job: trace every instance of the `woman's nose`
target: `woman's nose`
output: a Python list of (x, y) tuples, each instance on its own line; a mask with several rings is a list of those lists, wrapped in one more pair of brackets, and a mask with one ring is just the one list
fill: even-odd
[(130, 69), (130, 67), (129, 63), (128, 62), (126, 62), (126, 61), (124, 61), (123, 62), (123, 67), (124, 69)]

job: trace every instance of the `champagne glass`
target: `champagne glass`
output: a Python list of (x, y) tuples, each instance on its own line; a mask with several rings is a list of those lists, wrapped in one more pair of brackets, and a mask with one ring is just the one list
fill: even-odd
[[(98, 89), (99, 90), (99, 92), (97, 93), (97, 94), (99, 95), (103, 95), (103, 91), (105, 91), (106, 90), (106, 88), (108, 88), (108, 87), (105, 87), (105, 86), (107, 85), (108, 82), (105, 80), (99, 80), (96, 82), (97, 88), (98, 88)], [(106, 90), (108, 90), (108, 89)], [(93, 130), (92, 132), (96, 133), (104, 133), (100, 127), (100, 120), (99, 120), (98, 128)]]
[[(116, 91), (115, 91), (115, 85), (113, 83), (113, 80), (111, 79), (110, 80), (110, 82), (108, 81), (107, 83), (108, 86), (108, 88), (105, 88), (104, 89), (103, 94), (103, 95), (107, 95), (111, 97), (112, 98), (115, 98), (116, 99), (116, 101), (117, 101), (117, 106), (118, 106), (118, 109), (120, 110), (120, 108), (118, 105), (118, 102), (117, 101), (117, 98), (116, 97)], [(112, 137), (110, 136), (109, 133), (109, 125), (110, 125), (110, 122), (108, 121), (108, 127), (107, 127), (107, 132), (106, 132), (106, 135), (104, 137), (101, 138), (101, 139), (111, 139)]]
============
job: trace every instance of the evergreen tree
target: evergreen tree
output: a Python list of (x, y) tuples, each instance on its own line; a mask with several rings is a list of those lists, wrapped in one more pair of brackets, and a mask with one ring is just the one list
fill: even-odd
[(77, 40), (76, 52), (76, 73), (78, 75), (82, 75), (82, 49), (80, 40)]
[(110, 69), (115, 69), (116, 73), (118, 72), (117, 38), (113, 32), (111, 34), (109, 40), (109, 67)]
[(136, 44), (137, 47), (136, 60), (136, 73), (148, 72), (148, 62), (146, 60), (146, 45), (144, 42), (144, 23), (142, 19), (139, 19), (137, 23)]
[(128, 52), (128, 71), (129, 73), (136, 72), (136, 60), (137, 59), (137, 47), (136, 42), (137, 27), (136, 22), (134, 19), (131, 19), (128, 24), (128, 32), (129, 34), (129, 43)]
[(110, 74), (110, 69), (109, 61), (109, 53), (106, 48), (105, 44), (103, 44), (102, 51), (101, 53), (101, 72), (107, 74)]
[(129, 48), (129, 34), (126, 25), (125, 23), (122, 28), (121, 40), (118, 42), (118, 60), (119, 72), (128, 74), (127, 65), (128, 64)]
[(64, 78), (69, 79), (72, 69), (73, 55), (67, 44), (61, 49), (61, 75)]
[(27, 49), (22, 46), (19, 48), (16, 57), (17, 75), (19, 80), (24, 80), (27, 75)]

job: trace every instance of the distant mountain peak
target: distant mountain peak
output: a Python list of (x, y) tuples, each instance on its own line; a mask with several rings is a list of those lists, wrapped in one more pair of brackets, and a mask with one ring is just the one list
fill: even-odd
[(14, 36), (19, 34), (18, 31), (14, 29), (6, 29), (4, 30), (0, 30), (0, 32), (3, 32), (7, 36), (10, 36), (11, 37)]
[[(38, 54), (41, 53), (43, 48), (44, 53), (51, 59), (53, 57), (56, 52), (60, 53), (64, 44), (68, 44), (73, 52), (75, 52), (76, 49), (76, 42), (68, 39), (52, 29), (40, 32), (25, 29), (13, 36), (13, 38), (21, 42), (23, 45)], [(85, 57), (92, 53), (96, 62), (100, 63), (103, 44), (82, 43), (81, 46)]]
============
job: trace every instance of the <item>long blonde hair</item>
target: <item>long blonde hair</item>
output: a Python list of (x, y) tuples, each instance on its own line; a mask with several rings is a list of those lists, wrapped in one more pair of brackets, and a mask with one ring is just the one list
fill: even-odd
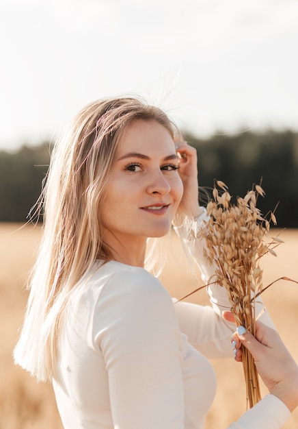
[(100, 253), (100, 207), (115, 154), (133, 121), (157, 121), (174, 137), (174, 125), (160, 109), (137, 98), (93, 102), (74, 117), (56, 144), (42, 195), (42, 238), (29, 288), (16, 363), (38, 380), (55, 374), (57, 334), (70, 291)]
============
*WHAT YOU NEED TO DO*. Edit the listing from the line with "job: trace every instance of the evergreen" up to and including the line with "43), (81, 46)]]" by replacing "evergreen tree" with "pine tree", and give back only those lines with everything else unchanged.

*RESPONSE FOR THIS EXERCISE*.
job: trace every instance of the pine tree
target: pine tree
output: a Python list of (x, y) tuples, each instance on its own line; a mask with several rings is a list of those lists, wrapped in one more pair of brackets, and a mask with one ring is just the one list
fill: even-odd
[(77, 40), (76, 52), (76, 73), (78, 75), (82, 75), (82, 49), (80, 40)]
[(110, 69), (115, 69), (116, 73), (118, 72), (117, 38), (113, 32), (111, 34), (109, 40), (109, 67)]
[(136, 44), (137, 47), (136, 60), (136, 73), (148, 72), (148, 62), (146, 60), (146, 45), (144, 42), (144, 23), (142, 19), (139, 19), (137, 23)]
[(128, 52), (128, 71), (129, 73), (136, 72), (136, 60), (137, 59), (137, 47), (136, 42), (137, 27), (136, 22), (134, 19), (131, 19), (128, 24), (128, 32), (129, 34), (129, 43)]
[(110, 74), (110, 69), (109, 61), (109, 53), (106, 48), (105, 44), (103, 44), (102, 51), (101, 53), (101, 72), (107, 74)]
[(129, 48), (129, 34), (126, 25), (125, 23), (122, 28), (121, 40), (118, 42), (118, 60), (119, 72), (128, 74), (127, 65), (128, 64)]
[(64, 78), (69, 79), (72, 69), (73, 55), (67, 44), (61, 49), (61, 75)]
[(27, 49), (22, 46), (19, 48), (16, 57), (17, 75), (19, 80), (24, 80), (27, 75)]

job: trace every instance of the distant mountain peak
target: distant mountain peak
output: a Python list of (x, y) tuples, each instance on its own line; a mask with several rings is a list of those lists, wrapped in one more pair of brackets, and a mask with one ring is just the one list
fill: even-odd
[(14, 36), (19, 34), (18, 31), (14, 29), (6, 29), (4, 30), (0, 30), (0, 32), (3, 32), (7, 36), (10, 36), (11, 37)]
[[(38, 54), (41, 53), (43, 48), (44, 53), (51, 59), (53, 57), (56, 52), (60, 53), (64, 44), (68, 44), (73, 52), (75, 52), (76, 49), (76, 42), (68, 39), (52, 29), (40, 32), (25, 29), (13, 36), (13, 38), (21, 42), (23, 45)], [(85, 57), (92, 53), (96, 62), (100, 63), (103, 44), (82, 43), (81, 46)]]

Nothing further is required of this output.